# Stated exercise:
Please retype all of the material below word for word, leaving out the picture.

┏━━

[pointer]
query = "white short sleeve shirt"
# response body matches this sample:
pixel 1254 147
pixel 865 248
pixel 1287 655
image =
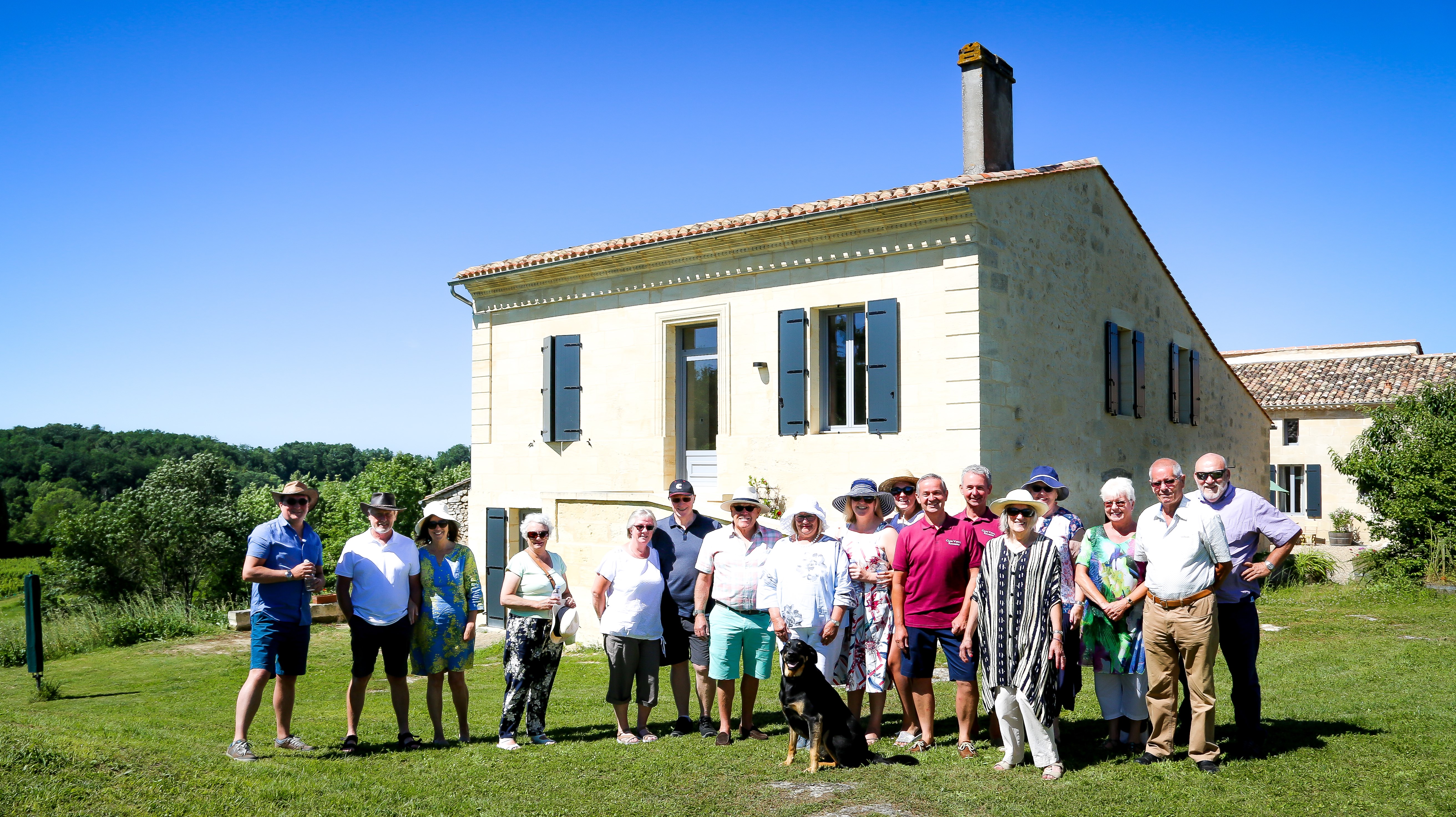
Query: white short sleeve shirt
pixel 1181 555
pixel 381 576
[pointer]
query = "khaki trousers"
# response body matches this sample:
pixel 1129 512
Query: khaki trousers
pixel 1192 634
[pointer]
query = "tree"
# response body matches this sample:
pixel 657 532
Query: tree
pixel 1404 467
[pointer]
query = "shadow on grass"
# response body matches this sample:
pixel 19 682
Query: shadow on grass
pixel 97 695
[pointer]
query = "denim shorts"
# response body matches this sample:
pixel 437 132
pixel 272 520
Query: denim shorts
pixel 280 647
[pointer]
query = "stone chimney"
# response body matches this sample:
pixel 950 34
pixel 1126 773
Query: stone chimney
pixel 986 82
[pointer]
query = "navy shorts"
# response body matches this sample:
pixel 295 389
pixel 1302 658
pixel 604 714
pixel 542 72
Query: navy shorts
pixel 280 647
pixel 919 660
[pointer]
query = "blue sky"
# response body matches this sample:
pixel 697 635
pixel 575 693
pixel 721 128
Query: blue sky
pixel 238 219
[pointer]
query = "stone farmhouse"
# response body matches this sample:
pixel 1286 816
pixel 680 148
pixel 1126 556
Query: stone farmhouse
pixel 1002 317
pixel 1320 400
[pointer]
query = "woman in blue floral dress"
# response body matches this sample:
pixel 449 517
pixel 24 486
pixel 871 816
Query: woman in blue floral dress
pixel 450 601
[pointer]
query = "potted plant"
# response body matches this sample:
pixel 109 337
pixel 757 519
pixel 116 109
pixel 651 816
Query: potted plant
pixel 1341 526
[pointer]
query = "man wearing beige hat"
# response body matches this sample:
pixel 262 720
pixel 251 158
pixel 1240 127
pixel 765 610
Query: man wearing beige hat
pixel 283 566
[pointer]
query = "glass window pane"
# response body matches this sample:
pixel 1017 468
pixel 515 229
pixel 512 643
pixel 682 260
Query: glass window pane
pixel 839 338
pixel 702 406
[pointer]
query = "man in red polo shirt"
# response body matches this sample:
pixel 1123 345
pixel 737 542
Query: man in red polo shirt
pixel 937 563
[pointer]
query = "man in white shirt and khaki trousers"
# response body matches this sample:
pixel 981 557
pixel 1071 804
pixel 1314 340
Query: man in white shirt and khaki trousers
pixel 1187 558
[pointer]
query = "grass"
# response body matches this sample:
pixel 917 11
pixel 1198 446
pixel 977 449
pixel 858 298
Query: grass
pixel 1359 713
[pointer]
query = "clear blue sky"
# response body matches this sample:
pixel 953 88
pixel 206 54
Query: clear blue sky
pixel 238 219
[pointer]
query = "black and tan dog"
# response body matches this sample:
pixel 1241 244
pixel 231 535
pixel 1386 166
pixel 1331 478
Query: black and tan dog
pixel 814 710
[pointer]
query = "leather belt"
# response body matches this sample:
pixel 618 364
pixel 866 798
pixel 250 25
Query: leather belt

┗━━

# Written response:
[pointer]
query = "white short sleeve shirt"
# response body matches this sample:
pixel 1254 147
pixel 865 248
pixel 1287 655
image =
Query: white short sleeve shirt
pixel 1181 555
pixel 381 576
[pointer]
query = "khaki trousers"
# response body matches this sample:
pixel 1129 512
Query: khaki trousers
pixel 1192 634
[pointer]
query = "tree"
# response body matches this sample:
pixel 657 532
Query: tree
pixel 1404 467
[pointer]
query = "shadow on grass"
# response body matches this sample:
pixel 19 682
Query: shadow on grass
pixel 97 695
[pointer]
query = "denim shorts"
# response body matches this sample:
pixel 437 132
pixel 272 520
Query: denim shorts
pixel 280 647
[pointer]
query = "stone chimney"
# response body matches this sample:
pixel 950 34
pixel 1126 773
Query: stone chimney
pixel 986 82
[pointer]
query = "navy shorts"
# response body matches this sample:
pixel 295 389
pixel 1302 658
pixel 604 714
pixel 542 72
Query: navy shorts
pixel 280 647
pixel 919 660
[pointer]
query = "blue sky"
# response body matches this sample:
pixel 697 635
pixel 575 693
pixel 721 128
Query: blue sky
pixel 238 219
[pointer]
query = "stone farmhouse"
# response body matches this sample:
pixel 1286 816
pixel 680 148
pixel 1126 556
Query: stone farmhouse
pixel 1002 317
pixel 1320 400
[pointer]
query = "woman in blue floral dress"
# response body matches this sample:
pixel 449 517
pixel 24 486
pixel 871 816
Query: woman in blue floral dress
pixel 450 601
[pointer]
query = "potted plant"
# response body matches this sample:
pixel 109 337
pixel 757 519
pixel 116 109
pixel 651 816
Query: potted plant
pixel 1341 526
[pointer]
query = "man wearing beige hat"
# response body matches this sample:
pixel 262 720
pixel 251 158
pixel 1240 127
pixel 765 610
Query: man wearing beige hat
pixel 283 566
[pointer]
query = "glass window pane"
# response body matches this sample:
pixel 1017 468
pixel 515 229
pixel 512 643
pixel 682 260
Query: glass window pane
pixel 839 338
pixel 702 406
[pointer]
query = "man in red polo shirt"
# response body matches this sample:
pixel 1123 345
pixel 737 542
Query: man in red polo shirt
pixel 937 563
[pointer]
query = "man in white shirt and khaki trousers"
# response body matches this sample:
pixel 981 557
pixel 1071 804
pixel 1314 340
Query: man in white shirt and khaki trousers
pixel 1187 558
[pointer]
query = "grass"
# response body matches this sample:
pixel 917 11
pixel 1198 446
pixel 977 449
pixel 858 298
Query: grass
pixel 1359 713
[pointer]
query = "clear blue sky"
# response body matches this sample:
pixel 953 88
pixel 206 54
Query: clear blue sky
pixel 238 219
[pointer]
query = "black and tan dog"
# response body matches this sample:
pixel 1241 244
pixel 231 535
pixel 1386 166
pixel 1331 478
Query: black and tan dog
pixel 814 710
[pointer]
query = "leather belt"
# response body matches this sample:
pixel 618 364
pixel 866 798
pixel 250 25
Query: leather belt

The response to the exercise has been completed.